TO DO =
1 - In the netfilter mailing list thread, what keeps performance from dropping when no netfilter hooks are active?
2 - Copy everything in the netfilter mailing list thread from "No, only for" down to "skb->sk == NULL.".

TEXT PROVIDED =
--

No, only for established connections, as those are subject to early
demux which sets skb->sk. For all other packets, netfilter callbacks are
called with skb->sk == NULL.

That's the whole point of this patch set ;)


Daniel

^ permalink raw reply	[flat|nested] 21+ messages in thread

* Re: [PATCH RFC 3/7] netfilter: add NF_INET_LOCAL_SOCKET_IN chain type
  2015-09-30  7:24     ` Daniel Mack
  2015-09-30  7:40       ` Jan Engelhardt
@ 2015-09-30 21:48       ` Florian Westphal
  2015-10-01  9:04         ` Daniel Mack
  2015-10-01 17:13       ` Marcelo Ricardo Leitner
  2 siblings, 1 reply; 21+ messages in thread
From: Florian Westphal @ 2015-09-30 21:48 UTC (permalink / raw)
  To: Daniel Mack
  Cc: Florian Westphal, pablo, daniel, netfilter-devel, netdev,
	balazs.scheidler

Daniel Mack <daniel@zonque.org> wrote:
> Of course you can drop certain packets at this point, depending on other
> details. Say, for instance, you want to match all packets that are
> received by a certain task and that are originated from IP addresses of
> a specific subnet, and drop the rest. Rather than adding matches to your
> global firewall configuration for all the ports that tasks may or may
> not listen on, you can just do it on a higher level, from the
> perspective of an administrator. If you decide to let your web server
> listen on another port as well, no firewall rule configuration change is
> needed at all.

We don't have per application configurations, not even with these
patches...?
The configuration is still global/per netns?

> Another use case is accounting. If you want to know how much traffic a
> certain service or application in your system has caused, you don't want
> to match all its ports to firewall rules just in order to get that
> information. Instead, you can now derive that information on a
> per-application base. With this patch set, this even works just fine for
> multicast listeners, which is something that is currently impossible to
> achieve otherwise.

> > So the only 'benefit' is that netcls id is available; but
> > a) why is that even needed and
> 
> It's currently the only way of realizing application-level firewalls,
> and it'd be an awesome feature if it actually worked.

Application level firewall makes me think of proxies.
What exactly are we talking about?
Can you provide examples?

> > b) is such a huge sledgehammer just for net cgroup accounting
> > worth it?
> 
> I really don't know if this approach is intrusive enough to make it
> qualify as sledgehammer. I'd like to see some real-world benchmarks and
> have proof there is a performance decrease for setups that don't use
> such chains.

We have static keys for nf hooks so there is no performance decrease if
no netfilter hooks are active.

--

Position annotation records
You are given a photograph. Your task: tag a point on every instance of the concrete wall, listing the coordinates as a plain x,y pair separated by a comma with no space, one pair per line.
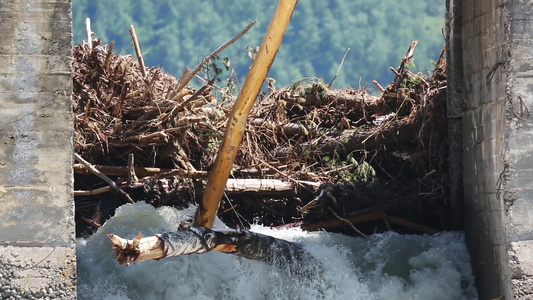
519,187
37,247
490,69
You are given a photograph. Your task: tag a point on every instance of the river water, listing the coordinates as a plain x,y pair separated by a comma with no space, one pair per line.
385,266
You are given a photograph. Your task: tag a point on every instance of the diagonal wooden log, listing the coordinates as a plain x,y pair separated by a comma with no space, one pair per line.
216,183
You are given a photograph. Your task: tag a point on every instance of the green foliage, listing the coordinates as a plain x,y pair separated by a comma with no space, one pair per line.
351,170
177,34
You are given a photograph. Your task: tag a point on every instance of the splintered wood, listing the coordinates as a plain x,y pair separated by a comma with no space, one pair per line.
381,152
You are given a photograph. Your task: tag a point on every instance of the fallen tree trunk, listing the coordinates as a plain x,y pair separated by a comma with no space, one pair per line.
260,187
197,240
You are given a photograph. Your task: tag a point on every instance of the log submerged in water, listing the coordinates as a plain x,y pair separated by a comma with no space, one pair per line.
197,240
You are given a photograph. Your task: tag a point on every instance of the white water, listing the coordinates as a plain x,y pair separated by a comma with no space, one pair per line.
386,266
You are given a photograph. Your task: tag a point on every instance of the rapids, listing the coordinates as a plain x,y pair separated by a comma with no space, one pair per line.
385,266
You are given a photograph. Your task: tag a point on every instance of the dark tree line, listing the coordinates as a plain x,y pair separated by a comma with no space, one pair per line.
179,34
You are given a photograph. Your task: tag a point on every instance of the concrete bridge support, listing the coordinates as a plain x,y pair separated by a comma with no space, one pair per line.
37,246
490,88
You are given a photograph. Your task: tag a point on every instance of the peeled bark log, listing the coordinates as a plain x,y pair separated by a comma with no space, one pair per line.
208,208
197,240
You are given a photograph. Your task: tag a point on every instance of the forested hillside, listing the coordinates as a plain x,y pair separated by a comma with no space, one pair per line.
177,34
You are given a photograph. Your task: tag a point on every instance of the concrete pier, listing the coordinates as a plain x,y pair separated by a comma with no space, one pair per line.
37,241
490,101
490,112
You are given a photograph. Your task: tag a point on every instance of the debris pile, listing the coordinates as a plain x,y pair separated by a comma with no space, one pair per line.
310,154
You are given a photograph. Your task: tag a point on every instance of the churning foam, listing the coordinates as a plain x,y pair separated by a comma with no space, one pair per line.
385,266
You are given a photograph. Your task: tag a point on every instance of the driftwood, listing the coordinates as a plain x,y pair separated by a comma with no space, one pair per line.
259,187
297,138
197,240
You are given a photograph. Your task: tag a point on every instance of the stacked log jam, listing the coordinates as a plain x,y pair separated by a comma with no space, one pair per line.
312,155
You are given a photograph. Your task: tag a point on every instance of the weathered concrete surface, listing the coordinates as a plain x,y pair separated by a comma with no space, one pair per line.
490,84
519,188
37,247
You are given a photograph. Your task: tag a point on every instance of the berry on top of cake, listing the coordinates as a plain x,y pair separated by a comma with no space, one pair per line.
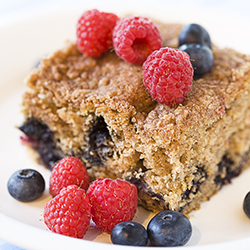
99,110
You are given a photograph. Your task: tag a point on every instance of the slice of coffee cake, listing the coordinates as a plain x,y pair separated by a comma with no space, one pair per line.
100,111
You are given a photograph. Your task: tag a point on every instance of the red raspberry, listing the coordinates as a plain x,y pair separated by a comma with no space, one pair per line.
68,213
68,171
135,38
94,32
168,75
112,202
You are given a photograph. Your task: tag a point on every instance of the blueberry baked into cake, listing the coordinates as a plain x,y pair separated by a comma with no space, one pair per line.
97,108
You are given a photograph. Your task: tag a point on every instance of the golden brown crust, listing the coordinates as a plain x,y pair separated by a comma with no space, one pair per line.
174,154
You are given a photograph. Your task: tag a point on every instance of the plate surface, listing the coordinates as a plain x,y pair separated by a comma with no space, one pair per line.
219,224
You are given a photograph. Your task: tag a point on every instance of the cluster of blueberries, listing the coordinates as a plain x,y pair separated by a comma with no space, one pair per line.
167,228
195,40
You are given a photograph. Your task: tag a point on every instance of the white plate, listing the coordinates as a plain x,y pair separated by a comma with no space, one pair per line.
219,224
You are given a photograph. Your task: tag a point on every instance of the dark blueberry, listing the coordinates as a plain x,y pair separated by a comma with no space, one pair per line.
169,228
194,33
246,205
129,233
201,57
26,185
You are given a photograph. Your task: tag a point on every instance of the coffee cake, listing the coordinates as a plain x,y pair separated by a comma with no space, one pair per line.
99,110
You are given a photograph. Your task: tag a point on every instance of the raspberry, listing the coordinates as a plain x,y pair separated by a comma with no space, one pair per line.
68,213
94,32
112,201
68,171
168,75
135,38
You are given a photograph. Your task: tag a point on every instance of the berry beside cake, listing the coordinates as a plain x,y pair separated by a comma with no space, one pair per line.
162,108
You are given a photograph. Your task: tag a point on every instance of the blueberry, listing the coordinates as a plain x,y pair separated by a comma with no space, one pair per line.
129,233
169,228
201,57
246,205
26,185
194,33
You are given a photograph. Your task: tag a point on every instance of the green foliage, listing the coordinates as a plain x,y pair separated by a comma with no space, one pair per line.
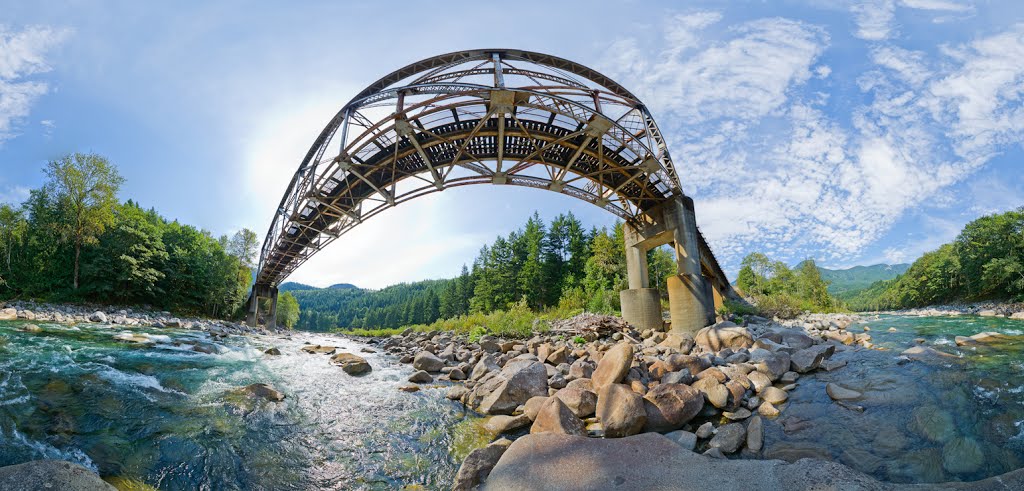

--

WORKED ANSWERS =
1 - Static keys for netfilter hooks.

2 -
No, only for established connections, as those are subject to early
demux which sets skb->sk. For all other packets, netfilter callbacks are
called with skb->sk == NULL.